» **WHAT IS REQUIRED**: Number of lines below with the word "return": state it and write nothing more.

----------

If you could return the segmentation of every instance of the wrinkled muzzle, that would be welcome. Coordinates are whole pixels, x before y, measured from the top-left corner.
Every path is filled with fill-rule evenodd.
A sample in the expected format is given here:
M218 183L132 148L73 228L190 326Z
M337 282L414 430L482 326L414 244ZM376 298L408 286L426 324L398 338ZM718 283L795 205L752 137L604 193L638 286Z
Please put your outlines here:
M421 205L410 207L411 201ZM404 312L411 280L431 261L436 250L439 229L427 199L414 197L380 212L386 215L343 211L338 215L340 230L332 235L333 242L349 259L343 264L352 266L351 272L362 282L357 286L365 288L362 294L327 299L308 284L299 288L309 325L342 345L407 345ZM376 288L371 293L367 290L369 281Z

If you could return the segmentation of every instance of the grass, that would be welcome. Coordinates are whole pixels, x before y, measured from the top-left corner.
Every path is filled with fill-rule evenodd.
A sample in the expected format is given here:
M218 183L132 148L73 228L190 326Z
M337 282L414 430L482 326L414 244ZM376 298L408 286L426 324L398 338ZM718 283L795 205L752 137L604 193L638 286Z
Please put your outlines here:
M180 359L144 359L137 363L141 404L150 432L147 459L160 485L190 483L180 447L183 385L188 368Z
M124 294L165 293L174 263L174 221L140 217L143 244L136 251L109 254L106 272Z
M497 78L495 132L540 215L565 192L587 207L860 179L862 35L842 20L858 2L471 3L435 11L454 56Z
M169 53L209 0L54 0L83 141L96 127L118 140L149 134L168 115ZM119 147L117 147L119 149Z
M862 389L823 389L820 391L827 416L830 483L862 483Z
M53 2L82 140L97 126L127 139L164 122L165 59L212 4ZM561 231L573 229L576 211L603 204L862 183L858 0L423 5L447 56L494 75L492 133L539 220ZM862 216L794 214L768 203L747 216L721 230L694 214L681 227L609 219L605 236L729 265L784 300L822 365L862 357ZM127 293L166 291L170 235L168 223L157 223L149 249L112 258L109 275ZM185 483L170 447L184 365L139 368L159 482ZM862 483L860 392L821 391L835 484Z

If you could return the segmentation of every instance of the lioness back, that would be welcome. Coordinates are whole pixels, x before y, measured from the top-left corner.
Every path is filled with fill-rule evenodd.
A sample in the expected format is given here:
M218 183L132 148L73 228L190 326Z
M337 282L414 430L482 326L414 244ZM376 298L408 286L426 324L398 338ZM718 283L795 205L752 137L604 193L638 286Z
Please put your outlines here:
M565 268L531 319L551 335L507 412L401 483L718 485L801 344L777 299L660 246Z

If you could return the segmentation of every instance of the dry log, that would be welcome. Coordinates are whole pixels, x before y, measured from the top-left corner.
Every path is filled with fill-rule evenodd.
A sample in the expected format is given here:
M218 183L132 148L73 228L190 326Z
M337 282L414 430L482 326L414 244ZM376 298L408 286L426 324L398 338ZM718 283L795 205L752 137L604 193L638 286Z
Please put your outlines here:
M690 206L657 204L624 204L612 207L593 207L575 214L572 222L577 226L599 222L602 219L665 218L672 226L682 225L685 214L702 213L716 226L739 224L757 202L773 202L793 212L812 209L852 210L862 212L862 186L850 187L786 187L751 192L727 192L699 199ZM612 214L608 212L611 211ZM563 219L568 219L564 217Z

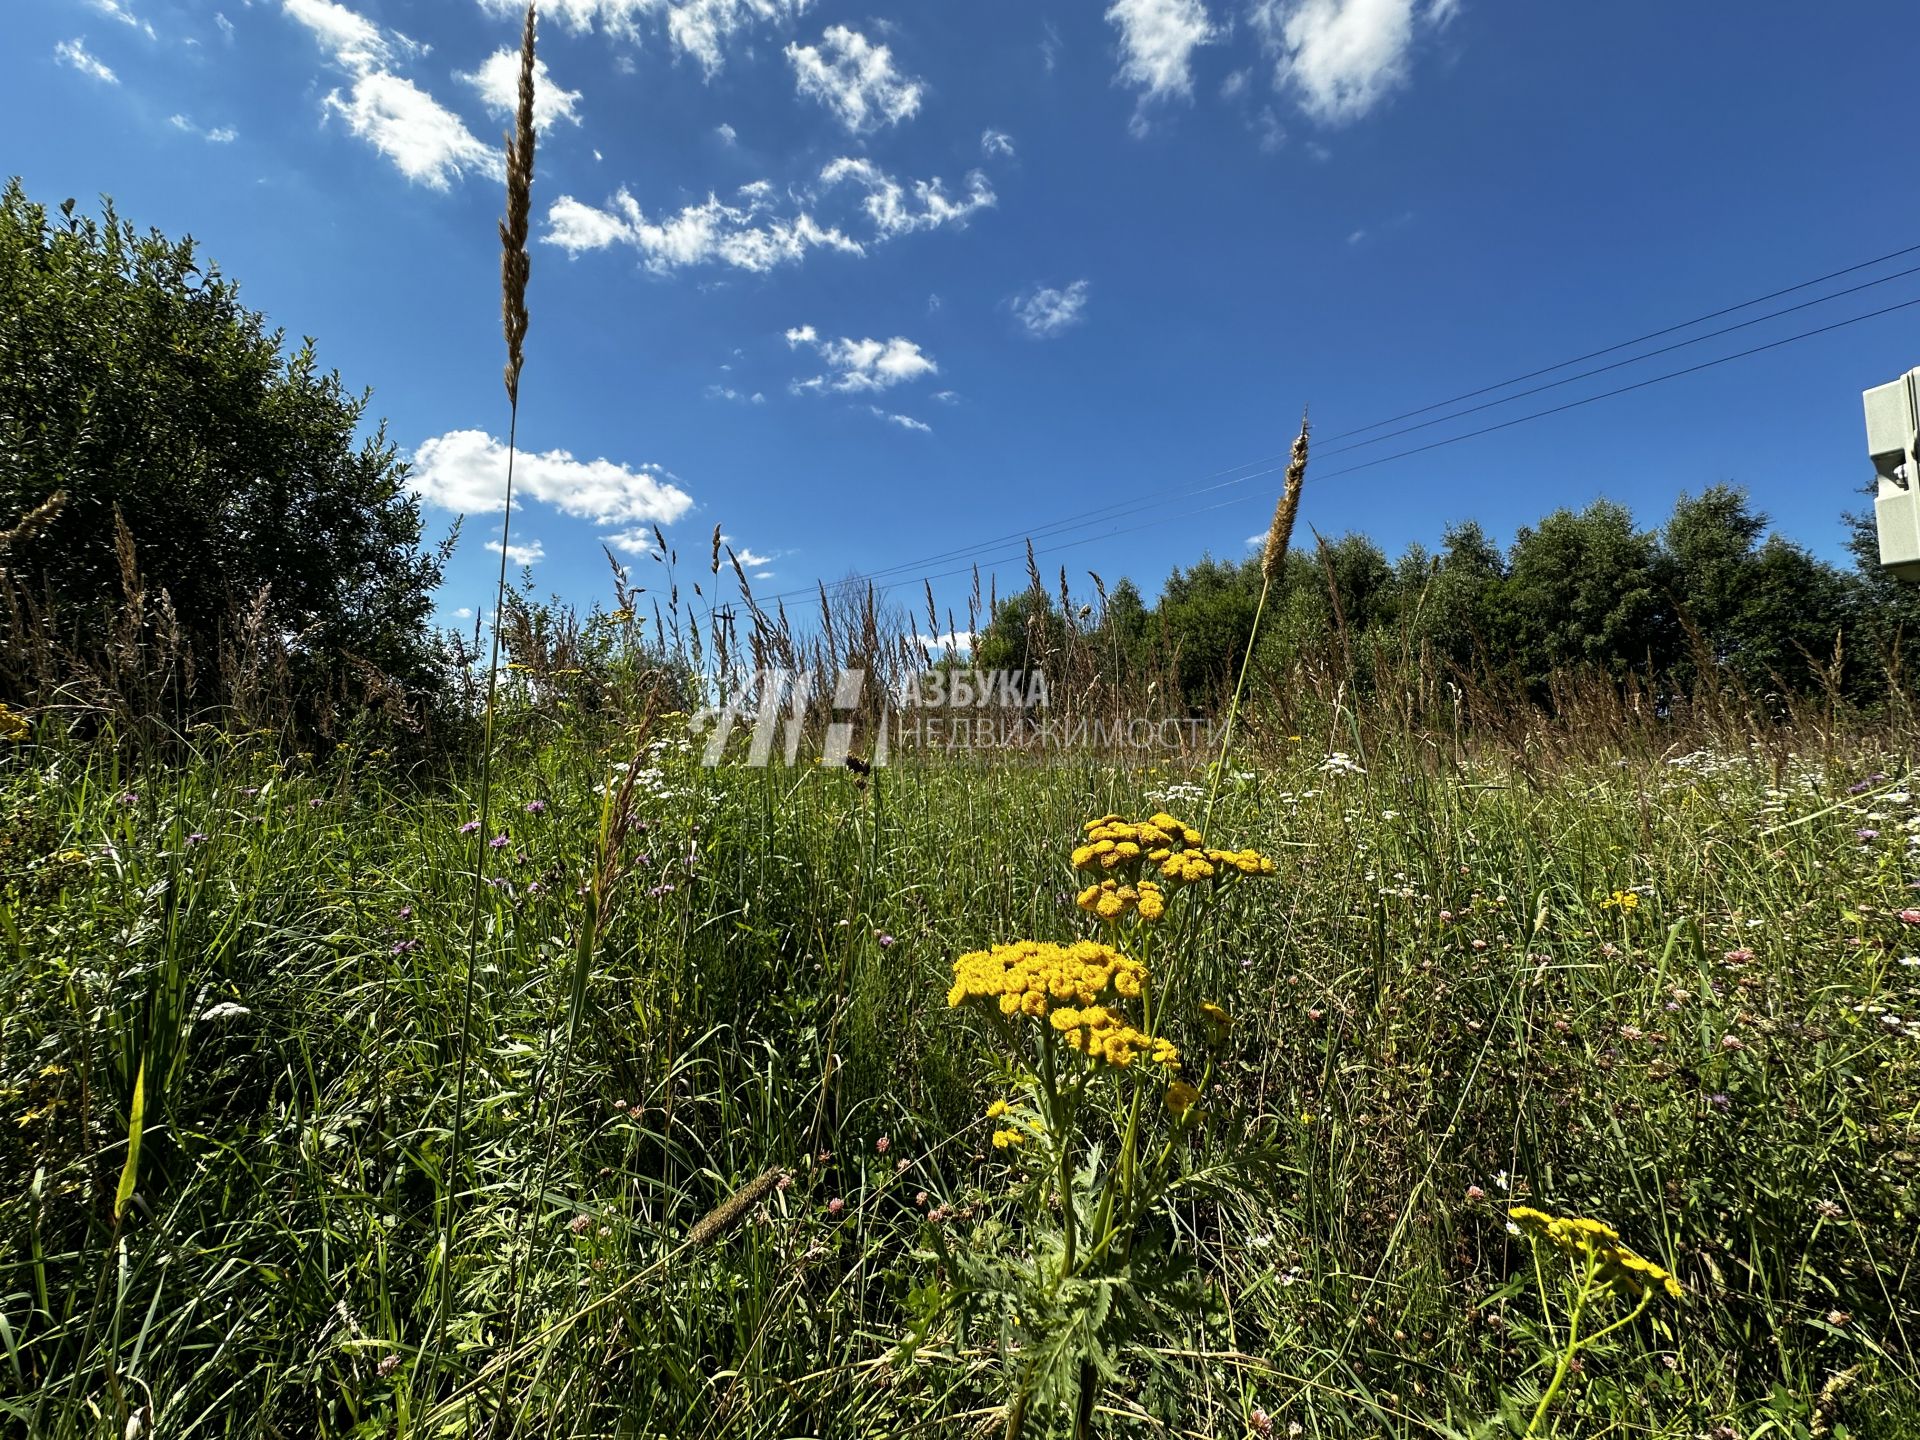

----------

» **RESULT**: 4